> _What needs to be done_
Please reproduce every item below word for word, leaving the pictures out.

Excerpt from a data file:

+++

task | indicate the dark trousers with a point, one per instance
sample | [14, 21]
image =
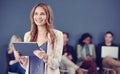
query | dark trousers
[16, 68]
[91, 66]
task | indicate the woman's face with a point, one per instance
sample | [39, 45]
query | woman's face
[87, 40]
[66, 39]
[40, 16]
[108, 38]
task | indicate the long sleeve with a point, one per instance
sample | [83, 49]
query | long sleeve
[79, 55]
[54, 58]
[93, 52]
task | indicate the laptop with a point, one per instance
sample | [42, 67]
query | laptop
[111, 51]
[26, 48]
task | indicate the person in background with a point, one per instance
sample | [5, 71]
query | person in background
[48, 57]
[108, 62]
[68, 50]
[86, 54]
[67, 58]
[13, 58]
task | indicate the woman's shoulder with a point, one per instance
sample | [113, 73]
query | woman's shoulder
[91, 45]
[27, 36]
[57, 31]
[27, 33]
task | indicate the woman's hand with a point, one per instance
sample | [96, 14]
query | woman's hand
[41, 54]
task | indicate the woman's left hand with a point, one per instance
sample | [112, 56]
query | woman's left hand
[41, 54]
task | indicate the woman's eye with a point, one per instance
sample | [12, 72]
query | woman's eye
[35, 13]
[42, 13]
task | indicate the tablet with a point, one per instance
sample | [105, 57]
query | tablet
[111, 51]
[26, 48]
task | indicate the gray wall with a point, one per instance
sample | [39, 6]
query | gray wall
[73, 16]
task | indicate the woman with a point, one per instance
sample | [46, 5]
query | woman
[13, 58]
[86, 54]
[50, 41]
[108, 62]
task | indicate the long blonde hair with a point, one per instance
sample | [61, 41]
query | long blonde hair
[12, 40]
[49, 23]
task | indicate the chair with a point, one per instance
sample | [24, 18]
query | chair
[108, 71]
[85, 71]
[12, 73]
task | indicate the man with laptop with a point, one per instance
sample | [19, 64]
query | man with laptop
[107, 53]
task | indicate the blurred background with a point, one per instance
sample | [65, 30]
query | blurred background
[73, 16]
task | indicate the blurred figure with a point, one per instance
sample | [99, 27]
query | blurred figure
[13, 57]
[67, 62]
[108, 62]
[68, 50]
[86, 54]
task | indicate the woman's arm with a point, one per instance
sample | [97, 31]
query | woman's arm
[55, 58]
[93, 52]
[79, 55]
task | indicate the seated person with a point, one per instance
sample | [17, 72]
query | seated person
[13, 58]
[108, 62]
[68, 49]
[68, 56]
[86, 54]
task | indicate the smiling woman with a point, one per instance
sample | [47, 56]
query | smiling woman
[50, 41]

+++

> _Task result_
task | indicate the dark trousers with a point, one per instance
sample | [14, 21]
image =
query | dark trousers
[16, 68]
[91, 66]
task | indicate the woman's face with a point, one per instance
sample | [39, 45]
query | woman's face
[87, 40]
[66, 39]
[40, 16]
[108, 38]
task | indicate the long sleeve with a point, one per instance
sample | [83, 49]
query | long sleeve
[79, 55]
[54, 58]
[93, 52]
task | indicate the laptop with a point, one per instance
sample | [42, 67]
query | laptop
[111, 51]
[26, 48]
task | indicate the person in background with a point, one per instance
sample | [5, 71]
query | person in background
[48, 57]
[108, 62]
[68, 50]
[86, 54]
[67, 58]
[13, 58]
task | indicate the woman's shoulder with a point, one per instance
sample | [113, 73]
query | woman's shoulder
[91, 45]
[27, 36]
[57, 31]
[27, 33]
task | indicate the woman's hand with a point, one per instance
sample | [96, 14]
query | woman's hand
[41, 54]
task | indicate the woman's left hand with a point, one per instance
sample | [112, 56]
query | woman's left hand
[41, 54]
task | indicate the woman's eye with a point, one per instance
sample | [12, 72]
query | woman's eye
[35, 13]
[42, 13]
task | indicate the tablet with a point, one per instance
sample | [105, 57]
query | tablet
[111, 51]
[26, 48]
task | indicate the gray wall with a point, one per instance
sample | [39, 6]
query | gray wall
[73, 16]
task | indicate the woman with a point, one per instance
sample | [46, 5]
query | woman
[13, 58]
[86, 54]
[50, 41]
[108, 62]
task | indicate the long blonde hair with a point, one per instance
sample | [61, 41]
query | long blonde hair
[12, 40]
[49, 23]
task | indicate the chair with a point, one per instance
sample | [24, 18]
query | chair
[108, 71]
[85, 71]
[12, 73]
task | indicate the man with laptop with a point, one per instance
sample | [19, 64]
query | man with laptop
[107, 53]
task | indicate the blurred background with a point, one per instance
sample | [65, 30]
query | blurred background
[73, 16]
task | indicate the blurred figure with a point, one per instance
sample | [99, 27]
query | blurred figure
[13, 57]
[67, 62]
[108, 62]
[68, 50]
[86, 54]
task | indicate the woman's arm with a point, one per instance
sample | [97, 31]
query | woman's arm
[55, 58]
[93, 52]
[79, 55]
task | indicate the seated person with a point, one per instance
sample | [17, 72]
query | seated person
[13, 58]
[108, 62]
[68, 49]
[68, 56]
[86, 54]
task | indicate the smiling woman with a point, one per instance
sample | [47, 56]
query | smiling woman
[50, 41]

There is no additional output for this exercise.